PROBLEM STATEMENT -
Retype the part of the rows below that opens with the line containing "slate roof with a bounding box." and closes with the line containing "[93,111,159,244]", both of those lines included.

[Dataset records]
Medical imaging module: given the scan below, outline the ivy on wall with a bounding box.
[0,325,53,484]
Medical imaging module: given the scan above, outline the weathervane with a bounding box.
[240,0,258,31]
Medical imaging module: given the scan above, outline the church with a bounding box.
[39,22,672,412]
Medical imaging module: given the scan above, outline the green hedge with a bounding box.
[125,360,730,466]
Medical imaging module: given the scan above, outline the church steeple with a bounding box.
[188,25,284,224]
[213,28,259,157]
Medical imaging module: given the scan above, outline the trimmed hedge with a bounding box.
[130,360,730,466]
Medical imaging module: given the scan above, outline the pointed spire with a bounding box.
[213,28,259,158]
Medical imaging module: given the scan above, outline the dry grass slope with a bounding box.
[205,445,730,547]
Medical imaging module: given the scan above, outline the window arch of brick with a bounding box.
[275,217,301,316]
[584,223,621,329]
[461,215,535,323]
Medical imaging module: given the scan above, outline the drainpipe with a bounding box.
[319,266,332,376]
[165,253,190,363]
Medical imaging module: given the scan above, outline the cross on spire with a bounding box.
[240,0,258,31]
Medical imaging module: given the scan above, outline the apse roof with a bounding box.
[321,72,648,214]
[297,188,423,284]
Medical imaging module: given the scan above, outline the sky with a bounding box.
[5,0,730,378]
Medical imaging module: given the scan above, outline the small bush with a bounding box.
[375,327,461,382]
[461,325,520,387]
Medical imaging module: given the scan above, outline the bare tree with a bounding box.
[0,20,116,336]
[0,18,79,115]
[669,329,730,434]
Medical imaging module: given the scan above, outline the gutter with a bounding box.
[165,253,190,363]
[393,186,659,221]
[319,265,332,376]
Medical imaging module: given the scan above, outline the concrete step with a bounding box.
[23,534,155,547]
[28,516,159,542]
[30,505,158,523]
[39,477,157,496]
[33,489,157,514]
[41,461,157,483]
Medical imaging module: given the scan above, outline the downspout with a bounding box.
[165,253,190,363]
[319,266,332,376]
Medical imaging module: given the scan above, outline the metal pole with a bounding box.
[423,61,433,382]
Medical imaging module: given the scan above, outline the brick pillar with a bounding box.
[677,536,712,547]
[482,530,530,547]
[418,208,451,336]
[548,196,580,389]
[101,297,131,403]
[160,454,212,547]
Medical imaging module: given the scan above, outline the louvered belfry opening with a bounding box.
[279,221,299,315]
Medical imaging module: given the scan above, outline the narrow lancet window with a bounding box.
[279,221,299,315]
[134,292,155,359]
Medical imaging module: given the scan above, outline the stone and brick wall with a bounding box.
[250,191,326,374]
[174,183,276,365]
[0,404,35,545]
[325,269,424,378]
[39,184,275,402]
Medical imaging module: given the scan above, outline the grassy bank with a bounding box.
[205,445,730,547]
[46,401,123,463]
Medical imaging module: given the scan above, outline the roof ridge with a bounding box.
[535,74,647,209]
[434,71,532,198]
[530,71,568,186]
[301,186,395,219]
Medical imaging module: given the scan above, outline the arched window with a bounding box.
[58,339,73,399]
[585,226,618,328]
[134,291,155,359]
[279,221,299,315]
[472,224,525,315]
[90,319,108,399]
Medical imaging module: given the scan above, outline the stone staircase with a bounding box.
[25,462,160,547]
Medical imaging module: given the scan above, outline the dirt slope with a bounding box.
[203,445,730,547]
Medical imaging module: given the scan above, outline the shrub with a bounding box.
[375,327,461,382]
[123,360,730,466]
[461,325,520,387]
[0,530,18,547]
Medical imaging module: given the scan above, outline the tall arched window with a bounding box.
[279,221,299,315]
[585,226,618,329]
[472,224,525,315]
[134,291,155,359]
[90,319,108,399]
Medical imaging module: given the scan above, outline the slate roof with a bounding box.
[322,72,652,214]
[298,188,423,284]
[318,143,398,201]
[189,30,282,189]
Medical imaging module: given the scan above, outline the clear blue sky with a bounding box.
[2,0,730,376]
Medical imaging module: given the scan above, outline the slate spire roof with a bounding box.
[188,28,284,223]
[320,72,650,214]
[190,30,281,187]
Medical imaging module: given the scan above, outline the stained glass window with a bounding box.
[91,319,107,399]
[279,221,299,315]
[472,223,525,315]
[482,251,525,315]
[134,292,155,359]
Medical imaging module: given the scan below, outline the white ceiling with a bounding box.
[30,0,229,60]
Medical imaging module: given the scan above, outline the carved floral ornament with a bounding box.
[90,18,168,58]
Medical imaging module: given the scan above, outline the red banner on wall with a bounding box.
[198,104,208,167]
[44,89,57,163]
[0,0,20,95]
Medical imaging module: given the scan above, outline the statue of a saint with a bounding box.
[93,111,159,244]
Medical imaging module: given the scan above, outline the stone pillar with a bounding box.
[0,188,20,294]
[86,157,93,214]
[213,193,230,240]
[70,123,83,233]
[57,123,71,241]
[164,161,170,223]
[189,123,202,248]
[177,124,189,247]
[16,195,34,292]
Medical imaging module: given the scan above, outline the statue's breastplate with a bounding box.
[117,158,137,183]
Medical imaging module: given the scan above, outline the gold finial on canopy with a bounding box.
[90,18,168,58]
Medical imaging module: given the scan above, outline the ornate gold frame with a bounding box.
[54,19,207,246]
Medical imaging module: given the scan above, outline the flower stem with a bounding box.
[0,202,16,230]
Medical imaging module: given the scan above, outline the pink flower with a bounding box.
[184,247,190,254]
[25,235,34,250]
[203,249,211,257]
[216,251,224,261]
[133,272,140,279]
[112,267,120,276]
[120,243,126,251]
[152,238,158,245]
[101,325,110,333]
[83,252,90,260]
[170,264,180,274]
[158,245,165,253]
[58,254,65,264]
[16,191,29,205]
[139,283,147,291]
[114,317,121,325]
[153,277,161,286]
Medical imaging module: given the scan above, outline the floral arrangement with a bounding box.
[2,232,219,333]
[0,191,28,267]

...

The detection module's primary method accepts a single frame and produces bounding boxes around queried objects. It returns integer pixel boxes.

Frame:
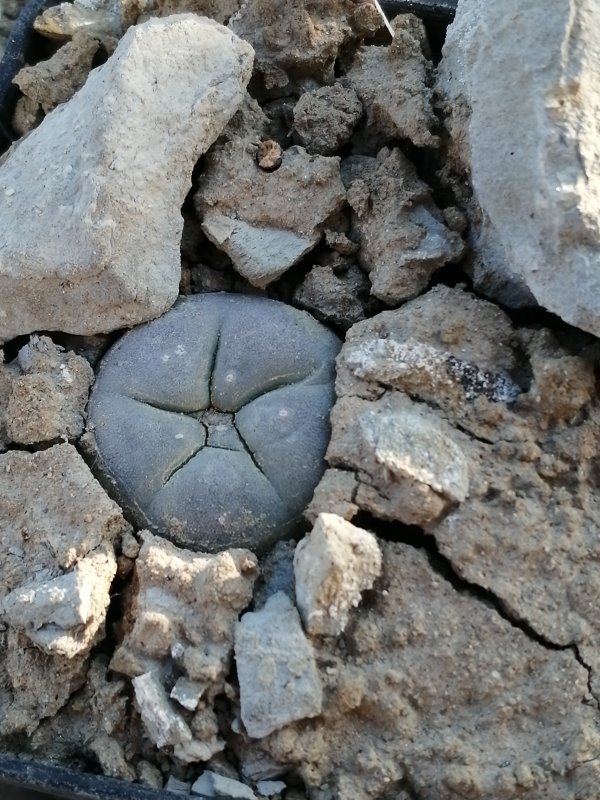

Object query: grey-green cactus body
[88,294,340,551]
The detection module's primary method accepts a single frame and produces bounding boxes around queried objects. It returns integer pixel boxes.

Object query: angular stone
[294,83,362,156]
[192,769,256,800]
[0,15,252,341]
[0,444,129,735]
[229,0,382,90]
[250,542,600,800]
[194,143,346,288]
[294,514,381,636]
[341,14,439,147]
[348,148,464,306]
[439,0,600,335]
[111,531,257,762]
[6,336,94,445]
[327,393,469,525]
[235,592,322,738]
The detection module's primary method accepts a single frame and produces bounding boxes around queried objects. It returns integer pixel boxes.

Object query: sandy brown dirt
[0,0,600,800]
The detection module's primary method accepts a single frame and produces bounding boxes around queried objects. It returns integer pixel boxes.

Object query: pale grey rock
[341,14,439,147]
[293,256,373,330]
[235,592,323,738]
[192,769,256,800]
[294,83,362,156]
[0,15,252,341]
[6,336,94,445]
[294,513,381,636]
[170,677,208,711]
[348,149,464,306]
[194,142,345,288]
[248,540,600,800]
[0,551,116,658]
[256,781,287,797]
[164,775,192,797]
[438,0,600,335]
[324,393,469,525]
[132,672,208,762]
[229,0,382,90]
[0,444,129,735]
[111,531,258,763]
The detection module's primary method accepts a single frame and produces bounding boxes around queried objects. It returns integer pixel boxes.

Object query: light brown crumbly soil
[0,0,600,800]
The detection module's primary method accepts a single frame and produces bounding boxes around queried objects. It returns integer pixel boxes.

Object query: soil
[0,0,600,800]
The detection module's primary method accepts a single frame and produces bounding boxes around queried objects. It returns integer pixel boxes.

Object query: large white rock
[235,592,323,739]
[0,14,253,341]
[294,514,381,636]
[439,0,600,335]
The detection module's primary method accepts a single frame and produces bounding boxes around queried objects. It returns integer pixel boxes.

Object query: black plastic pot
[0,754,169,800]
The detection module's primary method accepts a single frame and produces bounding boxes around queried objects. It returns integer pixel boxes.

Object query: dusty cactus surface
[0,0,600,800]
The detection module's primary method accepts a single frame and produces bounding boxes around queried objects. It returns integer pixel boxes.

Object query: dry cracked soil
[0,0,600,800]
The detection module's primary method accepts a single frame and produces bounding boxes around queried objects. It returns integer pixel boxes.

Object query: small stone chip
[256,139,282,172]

* * *

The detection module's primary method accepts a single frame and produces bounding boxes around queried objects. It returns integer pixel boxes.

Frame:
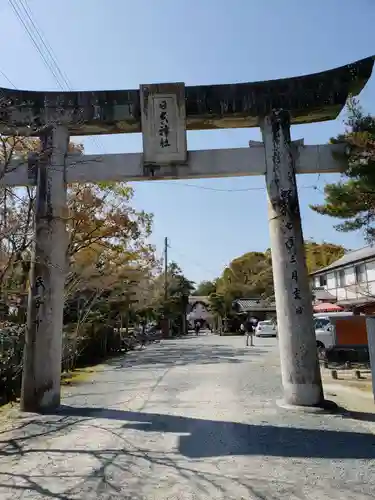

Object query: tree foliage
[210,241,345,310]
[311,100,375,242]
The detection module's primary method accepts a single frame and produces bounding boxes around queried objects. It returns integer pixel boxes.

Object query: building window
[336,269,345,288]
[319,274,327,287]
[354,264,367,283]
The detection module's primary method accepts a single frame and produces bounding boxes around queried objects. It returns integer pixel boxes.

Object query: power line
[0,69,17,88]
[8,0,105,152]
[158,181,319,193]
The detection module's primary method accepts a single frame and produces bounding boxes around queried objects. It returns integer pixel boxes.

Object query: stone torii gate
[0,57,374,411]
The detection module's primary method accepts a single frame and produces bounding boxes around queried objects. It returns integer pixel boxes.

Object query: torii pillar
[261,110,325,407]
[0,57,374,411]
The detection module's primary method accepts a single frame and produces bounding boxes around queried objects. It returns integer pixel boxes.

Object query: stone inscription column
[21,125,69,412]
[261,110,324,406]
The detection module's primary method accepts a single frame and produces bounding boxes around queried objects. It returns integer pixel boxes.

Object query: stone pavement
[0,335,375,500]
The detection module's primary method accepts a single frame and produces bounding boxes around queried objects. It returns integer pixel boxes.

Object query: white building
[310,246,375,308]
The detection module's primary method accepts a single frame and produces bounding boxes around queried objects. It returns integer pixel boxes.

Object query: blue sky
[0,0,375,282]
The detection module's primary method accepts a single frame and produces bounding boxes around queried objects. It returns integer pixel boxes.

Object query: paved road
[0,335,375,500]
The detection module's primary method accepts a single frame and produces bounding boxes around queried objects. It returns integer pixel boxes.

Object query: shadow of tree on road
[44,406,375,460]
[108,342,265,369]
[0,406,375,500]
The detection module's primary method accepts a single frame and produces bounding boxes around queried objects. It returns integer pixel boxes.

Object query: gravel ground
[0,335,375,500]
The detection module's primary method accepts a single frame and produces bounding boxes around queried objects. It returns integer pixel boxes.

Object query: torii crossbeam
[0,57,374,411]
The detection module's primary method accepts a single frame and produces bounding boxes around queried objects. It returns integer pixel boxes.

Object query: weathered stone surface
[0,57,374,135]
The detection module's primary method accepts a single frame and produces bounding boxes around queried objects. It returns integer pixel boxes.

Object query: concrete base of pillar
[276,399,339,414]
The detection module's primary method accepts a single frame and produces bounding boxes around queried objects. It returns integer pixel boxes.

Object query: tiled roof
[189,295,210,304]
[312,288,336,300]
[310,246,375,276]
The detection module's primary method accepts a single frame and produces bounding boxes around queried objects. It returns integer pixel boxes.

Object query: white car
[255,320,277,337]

COMPLETED TASK -
Medical imaging module: given the scan above, outline the slate roof with a bounding box.
[322,72,652,214]
[298,188,423,284]
[318,143,398,201]
[189,30,282,189]
Medical imaging module: given the scan above, outline the clear blue sky with a bounding box.
[2,0,730,376]
Medical imaging module: given the scan above, outline the slate spire roof with a bounding box.
[188,28,284,223]
[320,72,650,214]
[190,30,281,187]
Medical imaging module: given the scan above, outline the stained glass window with a bounding box.
[91,319,107,399]
[279,221,299,315]
[472,223,525,315]
[482,251,525,315]
[134,292,155,359]
Medical imaging module: given the scan below, outline the white ceiling with a bounding box.
[30,0,229,60]
Medical imaging module: given the scan above, outline the carved floral ornament with a bounding box.
[90,18,168,58]
Medical imaging module: given the scan above, outline the red banner on wall with a bounding box.
[198,104,208,167]
[44,89,57,163]
[0,0,20,95]
Medical imaging module: given the scan above, outline the statue of a saint with a bounding box.
[93,111,159,244]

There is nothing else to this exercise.